TESTO FORNITO
----
Per altro, aggiunge Ziveri, sta per essere formalizzato un aumento di capitale, per sostenere ulteriori investimenti nel corso di questo 2021.
L’antifragilità come obiettivo
Con l’ingresso di Progel nel gruppo, e con la nascita conseguente di 4ward Pro si parla di Corporate Resiliency. Una definizione che di per sé è comunque un programma.
“La crisi pandemica – spiega Parmigiani – ha semplicemente amplificato un processo che il mercato stava già subendo. In una fase Vuca (volatility, uncertainty, complexity, ambiguity), vengono messi in discussione i processi consolidati monolitici, che non sono in grado di adattarsi, evolversi e cambiare velocemente. Parliamo di processi, ma sottintesi sono le aziende e soprattutto le persone per il cambiamento. Nel momento in cui un’azienda è in grado di riadattare velocemente i propri processi, il proprio modo di lavorare o di approcciare il mercato allora riesce a gestire i momenti di difficoltà. È un tema legato non solo alla tecnologia, ma anche al cambiamento delle persone quindi al Change Management”.
È una visione un po’ al di fuori dagli schemi, rispetto a al classico lavoro di un System integrator, ma che riporta al tema dell’antifragilità su cui molti analisti, Gartner in primis, in questi mesi hanno molto insistito.
Progel: un ingresso per dare continuità a un progetto nato 30 anni fa
Il tema del Change Management è probabilmente il primo su cui ha dovuto riflettere Alberto Trigari.
“Il mio punto di vista è quello di una manager che ha fondato una società quasi 33 anni fa e ha deciso, per una serie di motivi, di impegnarsi direttamente e profondamente nella creazione di un nuovo soggetto nel contesto di Impresoft Group. Devo dire che in passato ci era stata proposta più volte l’opportunità di cambiare, di fare un salto evolutivo in diverse forme, anche in autonomia, cercando altri partner. Con Impresoft Group ho pensato che probabilmente il modo migliore per garantire un brillante futuro alla mia società era quello di unirsi al gruppo ed essere di nuovo imprenditore in un concetto un po’ più allargato. Per me era importante pensare alla continuità di quello che avevo creato”.
----
CONTENUTO DEI DATI
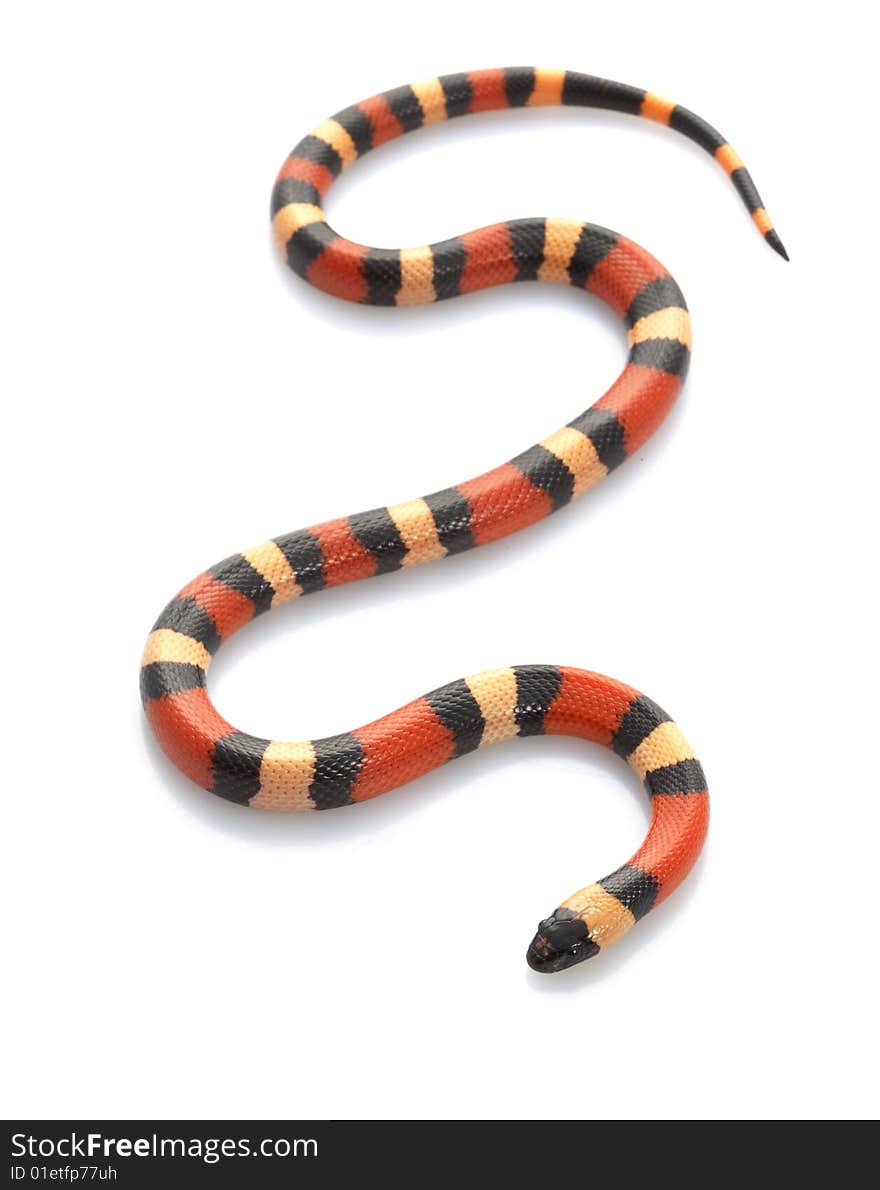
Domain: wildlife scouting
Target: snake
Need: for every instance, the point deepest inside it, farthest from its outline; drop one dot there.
----
COMPITO RICHIESTO 1
Ripeti alla lettera il passo del testo fornito da "Per altro, aggiunge" a "comunque un programma.".
COMPITO RICHIESTO 2
Elenca le quattro parole inglesi che, secondo il testo fornito, compongono la sigla Vuca.

RISPOSTA SCRITTA 1
Per altro, aggiunge Ziveri, sta per essere formalizzato un aumento di capitale, per sostenere ulteriori investimenti nel corso di questo 2021.
L’antifragilità come obiettivo
Con l’ingresso di Progel nel gruppo, e con la nascita conseguente di 4ward Pro si parla di Corporate Resiliency. Una definizione che di per sé è comunque un programma.

RISPOSTA SCRITTA 2
volatility, uncertainty, complexity, ambiguity